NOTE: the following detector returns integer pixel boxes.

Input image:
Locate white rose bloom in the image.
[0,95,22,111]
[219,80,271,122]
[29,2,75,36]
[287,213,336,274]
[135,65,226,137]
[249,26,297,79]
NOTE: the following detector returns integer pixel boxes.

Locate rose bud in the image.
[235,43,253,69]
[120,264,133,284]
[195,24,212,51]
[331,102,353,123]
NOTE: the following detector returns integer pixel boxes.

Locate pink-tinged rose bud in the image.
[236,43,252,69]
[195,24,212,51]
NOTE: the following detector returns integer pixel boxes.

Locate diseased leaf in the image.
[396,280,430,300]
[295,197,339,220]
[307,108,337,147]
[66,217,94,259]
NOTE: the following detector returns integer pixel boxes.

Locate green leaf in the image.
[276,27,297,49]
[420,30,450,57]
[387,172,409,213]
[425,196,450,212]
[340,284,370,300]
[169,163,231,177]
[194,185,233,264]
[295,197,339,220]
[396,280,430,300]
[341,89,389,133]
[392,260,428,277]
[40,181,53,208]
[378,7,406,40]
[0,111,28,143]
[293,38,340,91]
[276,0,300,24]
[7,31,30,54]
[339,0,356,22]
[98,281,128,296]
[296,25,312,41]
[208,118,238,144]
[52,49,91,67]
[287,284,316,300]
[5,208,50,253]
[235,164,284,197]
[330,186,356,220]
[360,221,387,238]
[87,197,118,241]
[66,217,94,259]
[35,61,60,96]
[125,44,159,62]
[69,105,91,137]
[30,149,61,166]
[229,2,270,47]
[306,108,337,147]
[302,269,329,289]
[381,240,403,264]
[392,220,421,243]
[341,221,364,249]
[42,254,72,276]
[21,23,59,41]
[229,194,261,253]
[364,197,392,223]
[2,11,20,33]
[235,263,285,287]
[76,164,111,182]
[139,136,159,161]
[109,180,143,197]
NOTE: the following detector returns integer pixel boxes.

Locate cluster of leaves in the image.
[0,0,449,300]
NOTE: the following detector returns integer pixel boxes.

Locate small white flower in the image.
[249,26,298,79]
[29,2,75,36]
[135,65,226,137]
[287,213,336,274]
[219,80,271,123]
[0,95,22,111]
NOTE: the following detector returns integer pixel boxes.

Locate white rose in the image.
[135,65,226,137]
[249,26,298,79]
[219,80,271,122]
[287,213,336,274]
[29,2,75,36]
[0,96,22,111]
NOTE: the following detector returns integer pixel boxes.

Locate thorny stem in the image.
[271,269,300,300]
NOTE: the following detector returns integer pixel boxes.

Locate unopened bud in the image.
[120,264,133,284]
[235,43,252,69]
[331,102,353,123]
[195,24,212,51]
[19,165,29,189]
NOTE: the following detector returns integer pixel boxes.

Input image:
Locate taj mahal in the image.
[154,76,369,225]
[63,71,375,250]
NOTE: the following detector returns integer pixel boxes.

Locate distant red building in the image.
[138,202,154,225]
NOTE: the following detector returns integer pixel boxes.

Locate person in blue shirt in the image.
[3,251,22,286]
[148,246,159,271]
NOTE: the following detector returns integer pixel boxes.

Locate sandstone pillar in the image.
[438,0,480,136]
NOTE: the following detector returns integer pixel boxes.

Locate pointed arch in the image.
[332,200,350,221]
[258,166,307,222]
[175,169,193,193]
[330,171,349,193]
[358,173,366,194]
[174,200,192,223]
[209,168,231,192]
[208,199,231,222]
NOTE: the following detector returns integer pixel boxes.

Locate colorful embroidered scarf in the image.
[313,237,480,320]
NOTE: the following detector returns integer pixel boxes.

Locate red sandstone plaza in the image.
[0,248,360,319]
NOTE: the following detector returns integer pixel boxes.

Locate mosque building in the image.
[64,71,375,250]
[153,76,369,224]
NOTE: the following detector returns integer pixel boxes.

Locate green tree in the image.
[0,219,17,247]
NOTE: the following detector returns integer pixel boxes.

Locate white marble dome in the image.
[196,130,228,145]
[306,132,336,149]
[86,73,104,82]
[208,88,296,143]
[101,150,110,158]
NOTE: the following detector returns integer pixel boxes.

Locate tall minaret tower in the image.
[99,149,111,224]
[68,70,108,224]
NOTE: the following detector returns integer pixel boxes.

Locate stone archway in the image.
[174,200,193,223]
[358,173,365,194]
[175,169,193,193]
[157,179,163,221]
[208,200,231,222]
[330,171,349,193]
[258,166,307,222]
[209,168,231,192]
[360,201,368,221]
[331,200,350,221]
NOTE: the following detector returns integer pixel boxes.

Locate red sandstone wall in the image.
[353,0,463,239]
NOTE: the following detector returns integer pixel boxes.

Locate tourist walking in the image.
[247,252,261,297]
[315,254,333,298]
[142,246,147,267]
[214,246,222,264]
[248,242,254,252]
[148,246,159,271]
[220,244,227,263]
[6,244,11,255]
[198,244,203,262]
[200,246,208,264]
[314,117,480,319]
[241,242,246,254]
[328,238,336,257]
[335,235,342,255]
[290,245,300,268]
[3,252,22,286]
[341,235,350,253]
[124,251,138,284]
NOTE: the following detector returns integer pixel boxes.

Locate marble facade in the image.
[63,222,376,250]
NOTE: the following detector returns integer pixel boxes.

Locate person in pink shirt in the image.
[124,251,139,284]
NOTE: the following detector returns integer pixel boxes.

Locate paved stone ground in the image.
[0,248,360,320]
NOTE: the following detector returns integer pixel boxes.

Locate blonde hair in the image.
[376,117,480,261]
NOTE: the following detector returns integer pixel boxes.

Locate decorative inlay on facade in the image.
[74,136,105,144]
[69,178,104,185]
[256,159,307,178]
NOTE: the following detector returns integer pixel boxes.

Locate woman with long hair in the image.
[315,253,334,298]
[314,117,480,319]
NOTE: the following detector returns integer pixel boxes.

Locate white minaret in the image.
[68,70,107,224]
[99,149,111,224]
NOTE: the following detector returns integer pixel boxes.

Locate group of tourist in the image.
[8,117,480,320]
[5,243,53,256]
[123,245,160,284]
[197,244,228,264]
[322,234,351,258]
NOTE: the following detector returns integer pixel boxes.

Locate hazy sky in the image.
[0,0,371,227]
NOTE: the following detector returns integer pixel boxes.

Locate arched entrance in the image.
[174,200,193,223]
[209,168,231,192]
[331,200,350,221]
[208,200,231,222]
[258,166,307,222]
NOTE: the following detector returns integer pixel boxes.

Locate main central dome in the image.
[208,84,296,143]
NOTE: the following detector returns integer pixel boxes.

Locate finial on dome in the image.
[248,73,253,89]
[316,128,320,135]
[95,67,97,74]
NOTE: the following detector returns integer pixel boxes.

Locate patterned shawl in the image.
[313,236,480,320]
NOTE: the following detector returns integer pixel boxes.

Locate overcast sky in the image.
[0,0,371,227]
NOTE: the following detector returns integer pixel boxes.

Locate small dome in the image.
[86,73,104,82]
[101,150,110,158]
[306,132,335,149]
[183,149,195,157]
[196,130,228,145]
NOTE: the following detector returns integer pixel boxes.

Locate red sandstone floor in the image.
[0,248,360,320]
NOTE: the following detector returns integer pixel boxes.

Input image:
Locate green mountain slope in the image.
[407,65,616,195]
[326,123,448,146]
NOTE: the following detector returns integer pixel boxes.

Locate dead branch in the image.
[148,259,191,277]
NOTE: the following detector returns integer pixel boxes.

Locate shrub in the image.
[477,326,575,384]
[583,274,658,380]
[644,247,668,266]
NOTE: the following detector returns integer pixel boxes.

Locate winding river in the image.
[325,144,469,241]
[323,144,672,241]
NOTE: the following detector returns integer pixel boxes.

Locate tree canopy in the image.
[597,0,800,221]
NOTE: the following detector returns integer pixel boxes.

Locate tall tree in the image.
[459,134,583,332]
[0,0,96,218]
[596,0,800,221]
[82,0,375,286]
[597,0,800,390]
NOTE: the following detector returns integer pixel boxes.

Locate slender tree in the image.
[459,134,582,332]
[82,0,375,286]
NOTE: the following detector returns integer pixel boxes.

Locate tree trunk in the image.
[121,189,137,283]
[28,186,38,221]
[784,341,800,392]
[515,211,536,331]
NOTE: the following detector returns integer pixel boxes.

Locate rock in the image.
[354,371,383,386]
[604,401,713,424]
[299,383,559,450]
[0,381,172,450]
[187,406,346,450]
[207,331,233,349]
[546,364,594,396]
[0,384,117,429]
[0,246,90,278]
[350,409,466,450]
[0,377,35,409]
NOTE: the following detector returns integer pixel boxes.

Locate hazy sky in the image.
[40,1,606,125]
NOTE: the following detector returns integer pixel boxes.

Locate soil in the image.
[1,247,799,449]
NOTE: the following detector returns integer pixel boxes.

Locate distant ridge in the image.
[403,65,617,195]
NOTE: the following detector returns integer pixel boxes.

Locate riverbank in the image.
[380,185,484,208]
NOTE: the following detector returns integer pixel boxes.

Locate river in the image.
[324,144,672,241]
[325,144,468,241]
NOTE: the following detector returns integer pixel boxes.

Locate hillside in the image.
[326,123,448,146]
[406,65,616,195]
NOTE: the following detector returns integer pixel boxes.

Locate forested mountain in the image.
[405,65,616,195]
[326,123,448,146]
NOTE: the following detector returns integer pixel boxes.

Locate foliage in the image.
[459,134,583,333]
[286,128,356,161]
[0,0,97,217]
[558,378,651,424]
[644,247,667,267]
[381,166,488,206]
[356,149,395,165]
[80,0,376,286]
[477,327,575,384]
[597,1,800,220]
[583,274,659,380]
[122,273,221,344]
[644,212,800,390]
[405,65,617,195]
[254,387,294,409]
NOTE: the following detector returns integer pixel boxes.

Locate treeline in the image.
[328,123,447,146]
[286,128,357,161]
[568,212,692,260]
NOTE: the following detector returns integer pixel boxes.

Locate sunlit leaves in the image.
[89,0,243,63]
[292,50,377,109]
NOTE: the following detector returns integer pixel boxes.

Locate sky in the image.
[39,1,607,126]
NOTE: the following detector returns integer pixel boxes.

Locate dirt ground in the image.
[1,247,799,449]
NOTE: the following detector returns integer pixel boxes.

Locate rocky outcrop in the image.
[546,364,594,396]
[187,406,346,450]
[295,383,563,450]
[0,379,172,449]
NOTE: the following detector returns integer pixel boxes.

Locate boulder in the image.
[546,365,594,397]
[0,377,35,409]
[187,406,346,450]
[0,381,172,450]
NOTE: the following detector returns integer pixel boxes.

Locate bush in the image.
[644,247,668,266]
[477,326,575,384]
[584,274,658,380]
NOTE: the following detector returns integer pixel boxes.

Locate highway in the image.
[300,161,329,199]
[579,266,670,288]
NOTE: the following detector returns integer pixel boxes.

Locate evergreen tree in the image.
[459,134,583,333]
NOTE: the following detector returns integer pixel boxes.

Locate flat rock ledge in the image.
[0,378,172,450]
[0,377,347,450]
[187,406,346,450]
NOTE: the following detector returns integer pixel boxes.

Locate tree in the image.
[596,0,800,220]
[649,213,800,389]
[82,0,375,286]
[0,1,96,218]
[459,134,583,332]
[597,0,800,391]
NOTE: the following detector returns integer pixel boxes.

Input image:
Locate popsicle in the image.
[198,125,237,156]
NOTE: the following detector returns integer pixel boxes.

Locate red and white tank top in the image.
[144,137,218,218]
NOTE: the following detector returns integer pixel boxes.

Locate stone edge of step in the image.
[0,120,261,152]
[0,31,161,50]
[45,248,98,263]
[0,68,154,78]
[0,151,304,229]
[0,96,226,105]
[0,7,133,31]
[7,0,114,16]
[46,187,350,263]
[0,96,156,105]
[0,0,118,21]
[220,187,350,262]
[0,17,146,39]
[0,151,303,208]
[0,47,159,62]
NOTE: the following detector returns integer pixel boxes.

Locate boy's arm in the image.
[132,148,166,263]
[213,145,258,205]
☆ ☆ ☆ ☆ ☆ ☆ ☆
**Required work:** Go back to the data above and please quote exactly, and only, the lines from the line with "Locate stone edge of step in the image." through its last line.

**Answer space:**
Locate stone edge of step in the image.
[0,120,261,152]
[0,31,161,50]
[45,248,98,263]
[0,68,154,78]
[0,151,304,229]
[0,96,226,105]
[0,7,133,31]
[7,0,114,16]
[46,187,350,263]
[0,96,156,105]
[0,0,118,21]
[220,187,350,262]
[0,17,146,39]
[0,151,303,208]
[0,47,159,62]
NOTE: the following detector returns integer pixel boxes.

Locate boy's arm in the image.
[132,148,166,263]
[213,145,258,205]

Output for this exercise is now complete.